Top of Record excerpts
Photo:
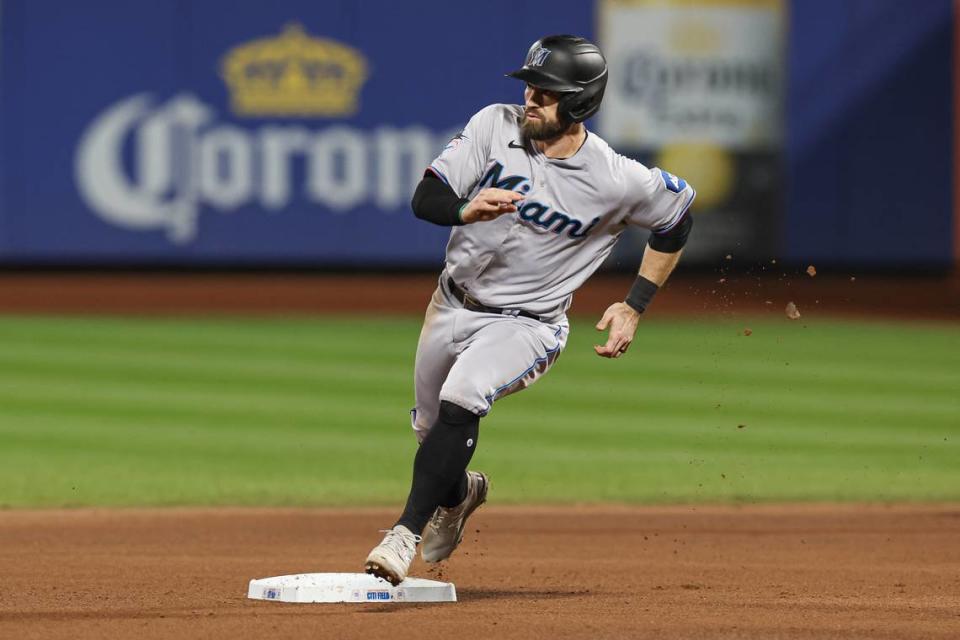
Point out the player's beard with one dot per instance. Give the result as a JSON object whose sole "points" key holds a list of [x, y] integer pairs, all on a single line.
{"points": [[541, 129]]}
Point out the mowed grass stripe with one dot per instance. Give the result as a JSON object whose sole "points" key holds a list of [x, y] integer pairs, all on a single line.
{"points": [[314, 411]]}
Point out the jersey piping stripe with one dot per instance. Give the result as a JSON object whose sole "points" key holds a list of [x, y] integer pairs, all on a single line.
{"points": [[683, 212], [439, 174], [536, 363]]}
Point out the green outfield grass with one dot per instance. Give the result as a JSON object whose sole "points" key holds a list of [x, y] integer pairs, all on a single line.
{"points": [[112, 411]]}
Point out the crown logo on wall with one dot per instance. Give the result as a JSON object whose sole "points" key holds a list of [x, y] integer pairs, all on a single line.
{"points": [[294, 74]]}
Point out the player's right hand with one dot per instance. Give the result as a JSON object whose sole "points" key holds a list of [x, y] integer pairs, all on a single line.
{"points": [[490, 204]]}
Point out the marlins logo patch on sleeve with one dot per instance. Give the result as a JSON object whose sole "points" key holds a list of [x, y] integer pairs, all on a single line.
{"points": [[672, 182]]}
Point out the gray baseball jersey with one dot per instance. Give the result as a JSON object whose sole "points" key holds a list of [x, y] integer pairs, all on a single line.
{"points": [[572, 213]]}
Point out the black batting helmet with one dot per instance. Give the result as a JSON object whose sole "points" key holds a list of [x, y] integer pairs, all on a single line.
{"points": [[571, 66]]}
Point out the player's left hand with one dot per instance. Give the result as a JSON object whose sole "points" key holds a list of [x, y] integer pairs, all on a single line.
{"points": [[622, 321]]}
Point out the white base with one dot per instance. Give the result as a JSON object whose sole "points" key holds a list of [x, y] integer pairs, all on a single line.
{"points": [[348, 587]]}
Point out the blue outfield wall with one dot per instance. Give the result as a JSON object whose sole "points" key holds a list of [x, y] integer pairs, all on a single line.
{"points": [[134, 132], [121, 143], [870, 133]]}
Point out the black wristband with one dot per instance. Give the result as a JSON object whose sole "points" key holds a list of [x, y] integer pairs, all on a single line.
{"points": [[641, 293]]}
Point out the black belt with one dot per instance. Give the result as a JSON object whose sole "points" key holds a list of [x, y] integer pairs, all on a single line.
{"points": [[472, 305]]}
Bottom of Record excerpts
Print every record above exactly as written, leaving out the pictures.

§ **Task response**
Photo:
Point out the player's beard with one dot per instance. Give the result as a JSON object whose sole "points" key holds a list of [x, y] integer pairs, all on a single line.
{"points": [[541, 129]]}
Point out the mowed grass stripe with one dot per instance. Give the result as a JSON object whose sole "points" key holds a list of [x, y] integer pairs, all on a single line.
{"points": [[314, 411]]}
Point out the jersey piping stripe with one dot per instance. Give the result as a JSON object whose sole "points" key holds a list of [x, y] integer pairs, all on a single line.
{"points": [[683, 212], [439, 174], [536, 363]]}
Point out the green outfield grass with one dot per instance. Give the result as a JSON object whose sole "points" key holds a list of [x, y] integer pairs, all on a single line.
{"points": [[112, 411]]}
Point out the crown logo on wall with one dot per instance. Give the result as a JSON object whose sole "points" key holds a list of [x, y] integer pairs, all on a single line.
{"points": [[294, 74]]}
Point out the player's right hand with one dot per instance. Give the result as a JSON object whose sole "points" key holds a list of [x, y] integer pairs, all on a single line.
{"points": [[490, 204]]}
Point out the marlins logo patch on sleeve with one dot per instance. Give the result as a JSON object whose sole "points" key holds a list of [x, y] integer pairs, all on a single line.
{"points": [[672, 182]]}
Point out the gray baseball jersey with one dot per instance. Give the result as a JSON object whose sole "points" key holds a list of [x, y] integer pairs, all on a single line.
{"points": [[572, 213]]}
Point out the black batting helmet with one dot per instance. Give the result as a JSON object whose sole "points" key holds a list of [x, y] integer pairs, all on a single line.
{"points": [[571, 66]]}
Point out the player's left hand with one dot per instance. Give the result as a JSON object whose sole "points" key holds a list of [x, y] integer pairs, all on a single line.
{"points": [[622, 321]]}
Point out the white base with one dot per instance. Give the result as a JSON object whose sole "points" key holds a list of [x, y] integer pairs, all on a single line.
{"points": [[348, 587]]}
Point out the blue outfield wall with one dot per instance. Give the result as a JSON object whose sole "points" key holds a list of [x, y] integer pairs, all on a single line.
{"points": [[134, 132], [121, 143], [870, 133]]}
Point out the black wristband with one dot per instance. Give the result as a JSON object whose sole "points" key holds a list of [x, y] integer pairs, all on a single line.
{"points": [[641, 293]]}
Point out the black belt with one dot per instance. Give the result as a JSON object whose sole "points" key holds a list of [x, y] integer pairs, all on a single line.
{"points": [[472, 305]]}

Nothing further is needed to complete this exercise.